WHAT NEEDS TO BE DONE: Copy out all the records below, swapping every "planogram photo" for "shelf image" and leaving everything else unchanged.

## Begin

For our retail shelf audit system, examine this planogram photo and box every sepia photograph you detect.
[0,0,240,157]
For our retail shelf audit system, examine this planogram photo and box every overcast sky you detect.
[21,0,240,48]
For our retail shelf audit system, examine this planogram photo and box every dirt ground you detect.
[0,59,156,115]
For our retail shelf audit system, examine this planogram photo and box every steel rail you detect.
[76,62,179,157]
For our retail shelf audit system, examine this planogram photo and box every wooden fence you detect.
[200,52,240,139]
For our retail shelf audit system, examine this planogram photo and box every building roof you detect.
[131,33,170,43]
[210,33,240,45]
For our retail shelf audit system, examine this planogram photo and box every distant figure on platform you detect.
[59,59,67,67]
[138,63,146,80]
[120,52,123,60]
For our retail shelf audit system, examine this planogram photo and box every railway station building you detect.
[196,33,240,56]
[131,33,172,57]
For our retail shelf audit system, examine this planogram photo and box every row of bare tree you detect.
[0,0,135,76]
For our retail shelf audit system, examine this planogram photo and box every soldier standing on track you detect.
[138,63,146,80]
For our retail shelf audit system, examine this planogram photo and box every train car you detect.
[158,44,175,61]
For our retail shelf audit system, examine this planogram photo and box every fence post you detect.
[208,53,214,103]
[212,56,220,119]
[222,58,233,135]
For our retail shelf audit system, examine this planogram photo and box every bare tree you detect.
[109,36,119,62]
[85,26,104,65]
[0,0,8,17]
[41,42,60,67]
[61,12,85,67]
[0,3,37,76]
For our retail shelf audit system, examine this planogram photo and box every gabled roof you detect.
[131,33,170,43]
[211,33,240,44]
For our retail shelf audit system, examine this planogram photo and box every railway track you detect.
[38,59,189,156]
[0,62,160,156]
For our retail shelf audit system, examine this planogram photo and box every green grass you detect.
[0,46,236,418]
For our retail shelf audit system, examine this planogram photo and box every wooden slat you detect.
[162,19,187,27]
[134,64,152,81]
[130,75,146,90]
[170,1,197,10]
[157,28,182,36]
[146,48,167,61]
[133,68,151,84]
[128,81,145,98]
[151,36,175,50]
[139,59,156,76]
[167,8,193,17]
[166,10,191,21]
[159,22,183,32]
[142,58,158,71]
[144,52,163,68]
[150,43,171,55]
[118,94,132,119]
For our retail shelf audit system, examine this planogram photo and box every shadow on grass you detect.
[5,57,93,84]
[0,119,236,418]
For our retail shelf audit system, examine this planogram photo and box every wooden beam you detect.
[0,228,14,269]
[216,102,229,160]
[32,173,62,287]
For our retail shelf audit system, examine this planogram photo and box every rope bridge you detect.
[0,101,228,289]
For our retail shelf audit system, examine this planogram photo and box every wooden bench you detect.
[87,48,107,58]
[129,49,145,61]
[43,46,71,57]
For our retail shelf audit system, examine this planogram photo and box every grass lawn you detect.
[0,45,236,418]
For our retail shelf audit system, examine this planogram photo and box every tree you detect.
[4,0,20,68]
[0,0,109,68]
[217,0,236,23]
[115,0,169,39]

## End

FINISHED EXERCISE:
For our retail shelf audit system, examine this shelf image and box every sepia photograph you detect.
[0,0,240,157]
For our retail shelf audit system, examine this shelf image and box every overcast sky you detect.
[21,0,240,48]
For our retail shelf audit system, examine this shelf image and box every dirt ground you detect.
[0,59,156,115]
For our retail shelf audit system, examine this shelf image and box every steel rail you detect.
[76,62,179,157]
For our retail shelf audit system, examine this shelf image and box every wooden fence you detect.
[200,52,240,139]
For our retail shelf audit system, examine this shelf image and box every building roof you detect.
[131,33,170,43]
[210,33,240,45]
For our retail shelf audit system, examine this shelf image and box every distant figure on platform you detect.
[59,59,67,67]
[138,63,146,80]
[120,52,123,60]
For our retail shelf audit system, examine this shelf image and box every railway station building you detect.
[196,33,240,56]
[131,33,172,57]
For our retail shelf audit system, examine this shelf image and box every row of bare tree you detect.
[0,0,135,76]
For our retail shelf audit system, examine this shelf image and box every soldier standing on track you detect.
[138,63,146,80]
For our retail shelf audit system, examine this shelf image and box every train car you detect.
[158,44,175,61]
For our retail shelf audit system, examine this shelf image and box every fence post you detect.
[208,53,214,103]
[212,56,220,119]
[222,58,233,135]
For our retail shelf audit system, examine this shelf image and box every bare tree you detect.
[109,36,119,62]
[85,26,104,65]
[0,0,8,17]
[41,42,60,67]
[61,12,85,67]
[0,3,37,76]
For our retail shelf audit system, examine this shelf image and box every gabled roof you detect.
[131,33,170,43]
[211,33,240,44]
For our retail shelf audit system, examine this shelf image and box every railway track you detect.
[38,59,189,156]
[0,62,160,156]
For our retail shelf audit system, examine this shelf image and box every green grass you detect.
[0,46,236,418]
For our retail shelf audit system, examine this shelf image and box every wooden slat you detect.
[162,19,187,27]
[134,64,152,81]
[130,75,146,90]
[170,1,197,10]
[157,28,182,36]
[146,48,167,61]
[133,68,151,84]
[128,81,145,98]
[151,36,175,50]
[139,59,156,76]
[167,8,193,17]
[166,10,191,21]
[159,22,183,32]
[142,58,158,71]
[144,52,163,68]
[150,43,171,55]
[118,94,132,119]
For our retail shelf audit system, examine this shelf image and box every shadow on grass you detect.
[5,57,93,84]
[0,119,236,418]
For our retail shelf audit system, examine this shelf image and box every wooden beam you detect.
[0,228,14,269]
[216,102,229,160]
[32,173,62,287]
For our retail shelf audit system, examine this shelf image and box every rope bridge you detect.
[0,101,228,289]
For our retail shelf audit system, examine this shelf image and box every wooden bench you detect.
[87,48,107,58]
[129,49,145,61]
[43,46,71,57]
For our retail shelf audit system, examine this shelf image and box every grass lawn you detect.
[0,45,236,418]
For our retail shelf audit system, examine this shelf image and box every tree you detect.
[4,0,20,68]
[0,0,109,68]
[217,0,236,23]
[115,0,169,39]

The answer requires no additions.